GIVEN EXERCISE: Reproduce the listing verbatim.

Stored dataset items
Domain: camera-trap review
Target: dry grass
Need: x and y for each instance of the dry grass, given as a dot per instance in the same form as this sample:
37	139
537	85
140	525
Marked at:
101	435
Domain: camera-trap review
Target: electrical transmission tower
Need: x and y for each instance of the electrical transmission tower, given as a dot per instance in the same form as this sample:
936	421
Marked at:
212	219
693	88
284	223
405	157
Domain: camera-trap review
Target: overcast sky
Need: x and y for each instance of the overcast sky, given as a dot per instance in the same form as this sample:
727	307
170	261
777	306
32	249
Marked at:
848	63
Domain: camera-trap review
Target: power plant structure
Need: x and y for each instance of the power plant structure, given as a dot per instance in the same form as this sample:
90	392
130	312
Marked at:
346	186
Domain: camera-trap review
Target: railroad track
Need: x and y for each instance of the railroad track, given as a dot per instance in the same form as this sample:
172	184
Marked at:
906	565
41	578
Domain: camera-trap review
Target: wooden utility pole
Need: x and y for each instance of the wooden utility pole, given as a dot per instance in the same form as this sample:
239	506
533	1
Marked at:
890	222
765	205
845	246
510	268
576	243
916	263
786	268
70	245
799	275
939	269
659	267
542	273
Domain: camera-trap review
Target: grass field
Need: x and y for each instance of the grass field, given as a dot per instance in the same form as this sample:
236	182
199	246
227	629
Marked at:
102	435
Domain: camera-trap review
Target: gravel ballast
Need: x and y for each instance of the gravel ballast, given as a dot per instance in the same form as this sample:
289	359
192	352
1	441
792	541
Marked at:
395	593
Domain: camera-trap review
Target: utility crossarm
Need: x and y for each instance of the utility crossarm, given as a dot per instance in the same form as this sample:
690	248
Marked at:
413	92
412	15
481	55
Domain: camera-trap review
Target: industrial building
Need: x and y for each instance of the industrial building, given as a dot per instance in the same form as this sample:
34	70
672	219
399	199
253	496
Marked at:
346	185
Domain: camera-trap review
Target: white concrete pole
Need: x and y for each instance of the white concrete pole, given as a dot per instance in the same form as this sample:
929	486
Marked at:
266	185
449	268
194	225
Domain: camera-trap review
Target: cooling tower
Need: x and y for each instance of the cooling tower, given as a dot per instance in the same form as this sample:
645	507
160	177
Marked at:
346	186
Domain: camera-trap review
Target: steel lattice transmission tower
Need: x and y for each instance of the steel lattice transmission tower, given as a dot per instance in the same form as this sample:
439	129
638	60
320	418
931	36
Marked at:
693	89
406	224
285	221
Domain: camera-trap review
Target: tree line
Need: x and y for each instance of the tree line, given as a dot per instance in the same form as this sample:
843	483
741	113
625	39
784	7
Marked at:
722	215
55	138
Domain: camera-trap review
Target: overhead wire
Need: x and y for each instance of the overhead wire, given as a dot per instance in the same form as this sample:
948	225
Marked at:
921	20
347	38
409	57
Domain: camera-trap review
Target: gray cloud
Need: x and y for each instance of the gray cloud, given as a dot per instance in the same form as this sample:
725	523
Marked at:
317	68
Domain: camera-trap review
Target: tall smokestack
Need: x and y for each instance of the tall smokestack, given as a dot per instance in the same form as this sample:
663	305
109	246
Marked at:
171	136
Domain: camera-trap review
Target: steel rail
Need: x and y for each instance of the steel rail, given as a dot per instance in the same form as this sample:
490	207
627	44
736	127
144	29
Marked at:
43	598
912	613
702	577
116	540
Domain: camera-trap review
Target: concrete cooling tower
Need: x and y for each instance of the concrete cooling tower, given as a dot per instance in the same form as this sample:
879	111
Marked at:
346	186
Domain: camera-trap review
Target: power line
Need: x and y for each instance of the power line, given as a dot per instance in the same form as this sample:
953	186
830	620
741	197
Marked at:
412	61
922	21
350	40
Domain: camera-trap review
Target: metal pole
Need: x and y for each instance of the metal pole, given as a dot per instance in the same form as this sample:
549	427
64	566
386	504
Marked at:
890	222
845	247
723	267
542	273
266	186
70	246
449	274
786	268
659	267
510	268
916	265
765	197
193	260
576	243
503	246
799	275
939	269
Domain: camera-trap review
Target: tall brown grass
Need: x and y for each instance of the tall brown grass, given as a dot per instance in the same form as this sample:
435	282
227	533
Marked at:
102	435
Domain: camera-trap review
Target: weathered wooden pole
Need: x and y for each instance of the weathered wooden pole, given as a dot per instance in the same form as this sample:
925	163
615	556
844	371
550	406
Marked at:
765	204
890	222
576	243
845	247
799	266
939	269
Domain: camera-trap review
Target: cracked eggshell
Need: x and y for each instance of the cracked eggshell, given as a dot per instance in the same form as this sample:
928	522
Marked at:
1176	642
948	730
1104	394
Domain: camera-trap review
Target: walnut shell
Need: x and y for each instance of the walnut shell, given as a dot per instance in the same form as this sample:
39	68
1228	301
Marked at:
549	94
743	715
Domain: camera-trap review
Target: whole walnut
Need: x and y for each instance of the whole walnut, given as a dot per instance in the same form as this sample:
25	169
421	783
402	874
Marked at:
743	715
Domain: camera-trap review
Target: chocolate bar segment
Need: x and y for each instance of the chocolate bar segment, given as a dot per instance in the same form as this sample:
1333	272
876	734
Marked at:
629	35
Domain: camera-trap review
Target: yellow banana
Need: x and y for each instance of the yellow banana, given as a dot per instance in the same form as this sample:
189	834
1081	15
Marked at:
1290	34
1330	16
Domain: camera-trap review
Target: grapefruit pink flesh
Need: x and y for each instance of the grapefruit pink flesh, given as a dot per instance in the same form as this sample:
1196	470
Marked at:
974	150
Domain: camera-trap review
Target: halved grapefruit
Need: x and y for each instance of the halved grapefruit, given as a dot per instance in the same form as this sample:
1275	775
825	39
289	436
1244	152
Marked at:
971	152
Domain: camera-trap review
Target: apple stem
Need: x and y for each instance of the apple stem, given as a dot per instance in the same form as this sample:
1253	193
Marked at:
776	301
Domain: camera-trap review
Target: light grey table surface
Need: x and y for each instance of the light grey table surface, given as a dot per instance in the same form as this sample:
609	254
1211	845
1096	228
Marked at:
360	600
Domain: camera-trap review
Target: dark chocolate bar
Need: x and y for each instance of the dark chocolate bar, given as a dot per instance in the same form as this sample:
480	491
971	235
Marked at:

EXERCISE OUTPUT:
Domain: camera-trap review
Target: dry grass
Need: x and y for each instance of the dry grass, given as a dot per instance in the same form as this sample:
37	139
537	85
140	525
Marked at:
101	435
Domain: camera-trap review
Target: electrical transmission tower
Need: x and y for each instance of the electrical transmission tower, given as a dot per instance in the same form as this sample:
936	421
Marked at:
212	219
693	88
284	223
405	157
Domain: camera-trap review
Target: overcast sky
Need: x and y for each instance of the overcast sky, given as a dot per instance in the same form as this sample:
727	307
170	261
777	306
32	249
Marked at:
848	63
Domain: camera-trap review
Target: power plant structure
Need: x and y for each instance of the power plant structure, given as a dot per instance in the same form as this sample:
90	392
130	312
Marked at:
346	186
Domain: camera-trap review
Target: railroad track
Need: x and y for each instance of the railroad track, given as a dot per instance in the same form as this sample:
172	184
Marked at:
906	565
41	578
Domain: camera-trap review
Target: wooden utility pole
Need: x and y for each instance of the wooden utility pole, given as a dot per instance in the same form as this sample:
239	506
533	1
Marked at:
890	222
765	205
845	246
510	268
576	243
916	263
786	268
70	245
799	275
939	269
659	267
542	273
Domain: camera-trap review
Target: grass field
Need: x and y for each instance of the grass field, given as a dot per instance in the same form as this sample:
236	182
199	246
227	629
Marked at:
102	435
Domain: camera-trap review
Target: gravel ballast
Need: x and y for each instance of the gravel ballast, given as a dot per instance in the same form as this sample:
289	359
192	352
1	441
792	541
Marked at:
395	593
Domain: camera-trap review
Target: utility crossarm
Need: x and y for each instance of the utility crossarm, given as a dot per instance in the same form as this sample:
690	248
Marked at:
413	92
412	15
481	55
Domain: camera-trap review
Target: industrial building
Need: x and y for each instance of the industrial building, given as a dot per instance in the same form as this sample:
34	70
672	219
399	199
253	496
Marked at:
346	185
Domain: camera-trap review
Target: white concrete pole
Need: x and y for each instance of the white concrete pole, given as a dot per instance in the same form as this sample:
929	486
Marked at:
266	185
449	268
194	225
Domain: camera-trap review
Target: cooling tower
Need: x and y for each instance of the cooling tower, given as a dot per instance in the same form as this sample:
645	507
160	177
Marked at:
346	186
Domain: camera-trap review
Target: steel lattice transmission tower
Need: x and y for each instance of the steel lattice transmission tower, given as a dot per instance in the same form as this sample:
439	129
638	60
320	418
931	36
Marked at:
693	89
406	224
285	221
Domain: camera-trap review
Target: tree line
Need: x and y for each instance of the tree line, given as a dot per instance in the same form as this sample:
843	483
741	113
625	39
784	7
Marked at:
722	215
55	138
Domain: camera-trap review
Target: overhead wire
Need: x and y for each instance of the overhead wire, given as a dot per instance in the same form as this sample:
948	225
Marked at:
921	20
347	38
409	57
Domain: camera-trap review
Target: gray cloud
Need: x and y for each instance of the gray cloud, given as a dot per instance in the same form as this sample:
725	523
Marked at:
317	68
Domain: camera-trap review
Target: tall smokestack
Need: x and y for each instance of the tall smokestack, given as a dot per instance in the same form as this sample:
663	305
109	246
Marked at:
171	136
Domain: camera-trap review
Target: steel rail
Need: x and y for each instance of the steel rail, given as a dot per instance in the same form as this sample:
490	207
627	44
736	127
144	29
Marked at:
43	598
912	613
702	577
116	540
Domain: camera-trap review
Target: concrete cooling tower
Need: x and y for each instance of the concrete cooling tower, given as a dot per instance in the same form as this sample:
879	111
Marked at:
346	186
Domain: camera-trap review
Target: power line
Need: x and y for each instance of the power line, given as a dot per instance in the same form as this sample:
953	186
830	620
741	197
Marked at:
412	61
922	21
350	40
Domain: camera-trap review
Target: metal pole
Need: x and y for each instance of the metal pole, given as a dot per instance in the same form as this sample:
549	427
64	566
386	504
Marked at:
890	222
845	247
723	267
542	273
266	186
70	246
449	274
786	268
659	267
510	268
916	265
765	197
193	260
576	243
503	246
799	275
939	269
Domain: camera-trap review
Target: tall brown grass
Need: x and y for each instance of the tall brown grass, given as a dot per instance in the same form as this sample:
435	282
227	533
Marked at:
102	435
Domain: camera-trap review
Target: weathered wooden pole
Need: x and y for each instance of the weathered wooden pole, given as a dot per instance in the same form as this sample:
925	163
615	556
844	371
550	406
Marked at:
765	204
890	222
576	243
845	247
799	266
939	269
Domain: camera-trap review
Target: cracked eggshell
Need: x and y for each instance of the cracked eggshell, given as a dot per instance in the same form as this sample:
928	522
Marked at:
1176	642
948	730
1104	394
Domain: camera-trap review
Target: walnut shell
Need: x and y for each instance of the walnut shell, given as a dot per instance in the same form as this sample:
39	68
1228	301
Marked at:
549	94
743	715
Domain: camera-trap review
Target: whole walnut
Need: x and y for each instance of the whole walnut, given as a dot per instance in the same form as this sample:
25	169
421	783
402	874
Marked at:
743	715
Domain: camera-trap review
Target: chocolate bar segment
Need: x and y for each instance of the chocolate bar segment, given as a dot per instance in the same form as this sample:
1333	272
876	734
Marked at:
629	35
Domain: camera-trap review
Target: yellow banana
Need: x and y for each instance of the yellow banana, given as a dot per instance in the same form as this sample:
189	834
1081	15
Marked at:
1290	34
1330	16
Domain: camera-trap review
Target: grapefruit pink flesh
Need: x and y for each instance of the grapefruit pink flesh, given as a dot per instance in the same form as this sample:
1196	470
Marked at:
974	150
Domain: camera-trap review
Target: halved grapefruit
Need: x and y for each instance of the halved grapefruit, given as a dot per instance in the same form as this sample:
1275	775
825	39
289	436
1244	152
Marked at:
971	152
Domain: camera-trap review
Target: apple stem
Need: x and y for each instance of the apple stem, given as a dot per instance in the same form as this sample:
1253	193
Marked at:
776	301
Domain: camera-trap review
Target: light grey table surface
Need: x and y for each instance of the light grey table surface, given as a dot per instance in the same form as this sample:
609	254
1211	845
1096	228
Marked at:
360	600
Domain: camera-trap review
Target: dark chocolate bar
Need: x and y for each instance of the dark chocolate bar, given as a dot per instance in the same form as this sample:
480	491
971	235
Marked at:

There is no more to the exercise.